• [Work order] A verbatim copy of the full data, with no pictures, is the expected answer.

• [The data]
◇ ◇ ◇
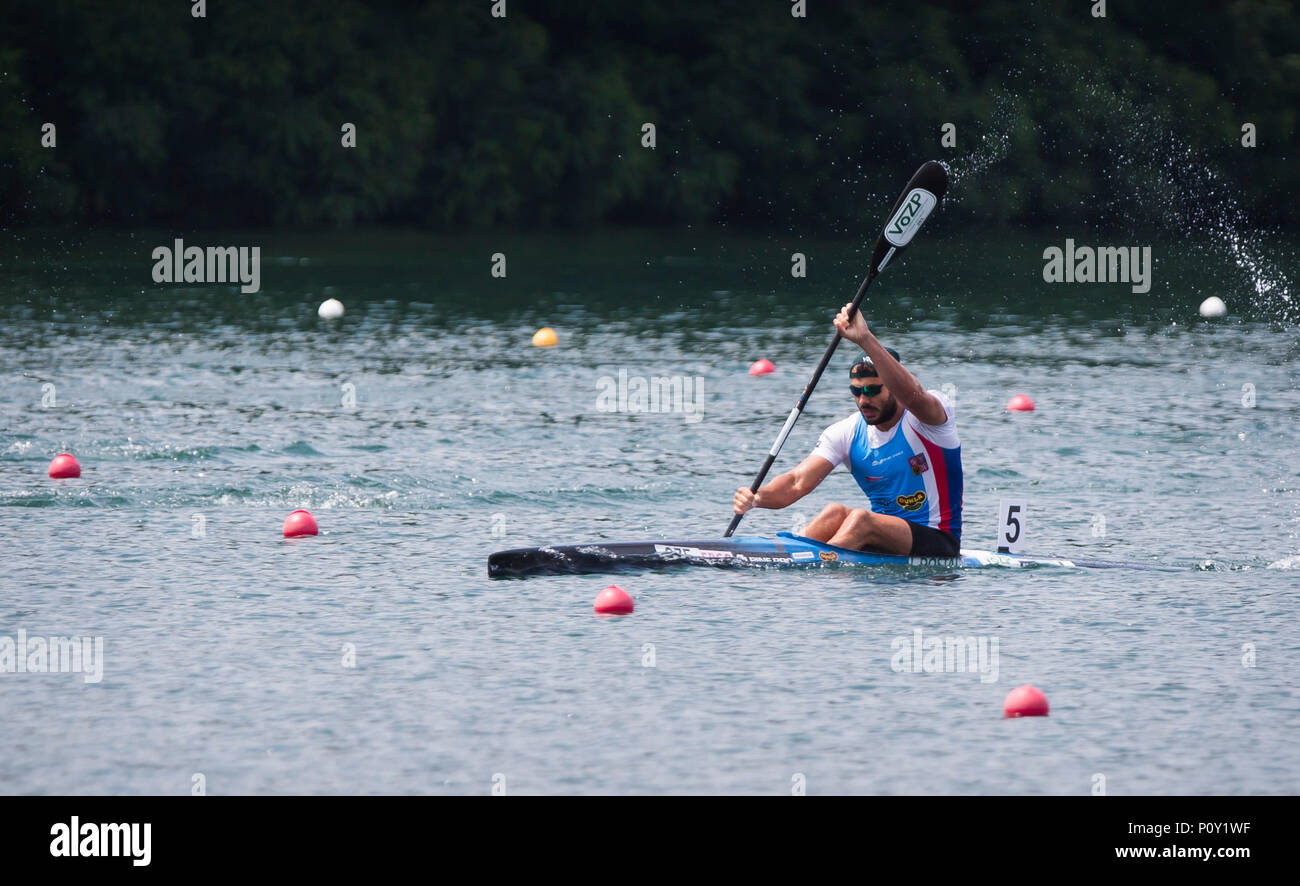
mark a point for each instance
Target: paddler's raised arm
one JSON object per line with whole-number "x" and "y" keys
{"x": 787, "y": 489}
{"x": 902, "y": 385}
◇ ◇ ◇
• [Reply to the exercise]
mark a point for each instance
Target: paddler's raised arm
one JSON object per line with whole-number "x" and "y" keys
{"x": 787, "y": 489}
{"x": 902, "y": 385}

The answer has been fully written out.